_SUPPLIED MATERIAL_
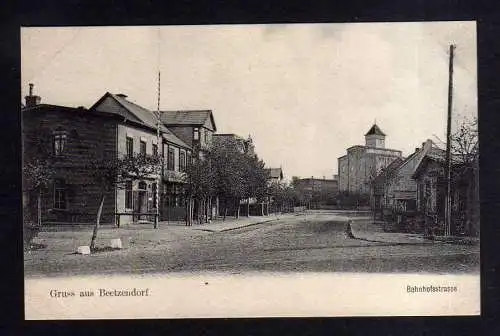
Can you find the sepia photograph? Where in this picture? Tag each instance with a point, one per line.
(260, 170)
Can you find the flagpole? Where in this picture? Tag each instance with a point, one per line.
(159, 147)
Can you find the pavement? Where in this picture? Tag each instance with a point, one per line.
(232, 224)
(307, 242)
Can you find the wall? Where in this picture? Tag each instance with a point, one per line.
(185, 133)
(137, 134)
(87, 135)
(343, 173)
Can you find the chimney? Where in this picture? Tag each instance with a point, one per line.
(32, 100)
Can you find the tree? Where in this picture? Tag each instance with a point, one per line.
(110, 173)
(465, 159)
(228, 175)
(465, 144)
(199, 177)
(37, 174)
(255, 178)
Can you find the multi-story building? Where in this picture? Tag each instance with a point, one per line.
(194, 127)
(132, 138)
(275, 175)
(113, 127)
(245, 146)
(361, 164)
(318, 191)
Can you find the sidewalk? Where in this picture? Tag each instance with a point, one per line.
(370, 231)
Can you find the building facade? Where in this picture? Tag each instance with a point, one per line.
(243, 145)
(318, 191)
(195, 128)
(430, 179)
(399, 187)
(361, 164)
(139, 134)
(112, 128)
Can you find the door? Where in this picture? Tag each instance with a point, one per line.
(142, 200)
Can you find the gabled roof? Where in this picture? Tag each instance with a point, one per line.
(375, 130)
(437, 155)
(390, 169)
(188, 117)
(140, 115)
(275, 173)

_WORK ORDER_
Please give the data above again in exact form and omit every picture.

_SOLUTION BELOW_
Can you find the sepia photograph? Where in this picture? Tag each instance with a point, one per line.
(260, 170)
Can you find the flagpole? Where in this picture? Tag each instance with a point, one per line.
(159, 147)
Can you find the pavement? Where in this picture? Tag each instance with a point, one per line.
(232, 224)
(307, 242)
Can you find the wall? Where in this picture? Tag each instance with a point, one per line.
(185, 133)
(137, 134)
(87, 135)
(343, 173)
Can you find the chimney? Where in this picture? Tag each instance with a point, one per line.
(32, 100)
Can you find the tree? Where in this picture? Tag each instance with a point, one per line.
(110, 173)
(465, 159)
(228, 175)
(465, 144)
(199, 177)
(37, 174)
(255, 178)
Can you find the multi-story building? Where in this picture? Tag each instance with a point, one per line.
(194, 127)
(132, 138)
(275, 175)
(113, 127)
(245, 146)
(361, 164)
(318, 191)
Can you find the sidewalk? Where in this picture? Tag each instance with a point, one per line.
(370, 231)
Can you find the building facade? Where in this picture? Tag each instance with a point, one per line.
(243, 145)
(318, 191)
(195, 128)
(430, 179)
(399, 187)
(361, 164)
(139, 134)
(112, 128)
Can you find the door? Where in this picture? Tag each instance with a point, one per line.
(142, 200)
Can you find the gabled roof? Where in this picture? Tag each instance with a point, one per line.
(375, 130)
(437, 155)
(390, 169)
(188, 117)
(140, 115)
(275, 173)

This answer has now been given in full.